• **COSA FARE**: Quali nomi propri di persona compaiono nel brano sulla compagnia teatrale? Elencali tutti, una sola volta ciascuno.

:: TESTO DI PARTENZA

Ci sono casi (per esempio spettacoli quali la Ridiculosa Commedia, che per metà abbiamo tradotto in francese visto che sia Olga che io lo parliamo) in cui traduciamo ad hoc l’informazione drammatica nella lingua del posto, ma questo non cambia il fatto che quello che portiamo avanti non è un teatro di parola, è un teatro in cui il conflitto e la comicità sono dati dalla situazione e dai corpi che si muovono nello spazio — la parola è un tutt’uno con il corpo che emette suoni.

Uno dei punti di forza della nostra compagnia è la varietà degli individui che la compongono: siamo quattro individui con percorsi di studi e professionali molto diversi: (Savino ed Olga vengono più dalla danza, Ivano viene dal teatro sperimentale, io vengo soprattutto dalla prosa e prima ancora mi sono formato come clown.

Anche io che sono arrivato dopo ho avuto la possibilità di amalgamare le mie esperienze ed i miei punti di forza con il loro approccio fortemente radicato nella maschera e nella commedia dell’arte. Il nostro motto è Tradire la tradizione: utilizziamo forme e stilemi che si originano nel 1600 ma li tradiamo continuamente. 

 

Savino: bisogna conoscere profondamente ed apprendere dalla tradizione per tradirla davvero, ed è un’ambivalenza che ci alimenta.

 

Piergiorgio: Un grosso misunderstanding sul teatro delle maschere è che non sia un teatro contemporaneo o sperimentale: per noi lo è, perché facciamo ricerca su nuove forme, nuovi testi, nuovi personaggi. È un medium molto vivo.

::::
:: DATI FORNITI

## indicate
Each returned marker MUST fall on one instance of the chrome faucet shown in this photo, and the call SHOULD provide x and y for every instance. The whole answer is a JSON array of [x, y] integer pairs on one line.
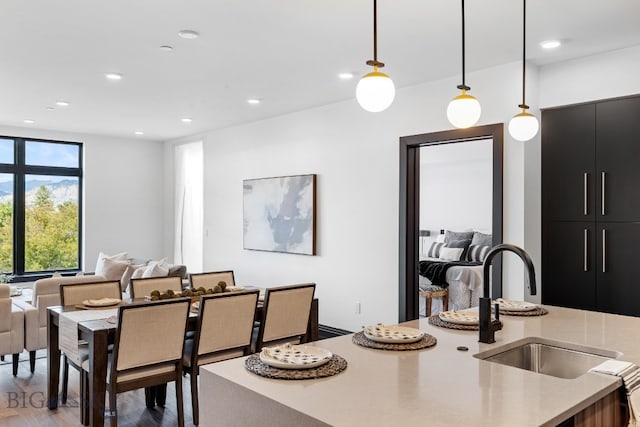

::::

• **COMPITO SVOLTO**:
Olga
Savino
Ivano
Piergiorgio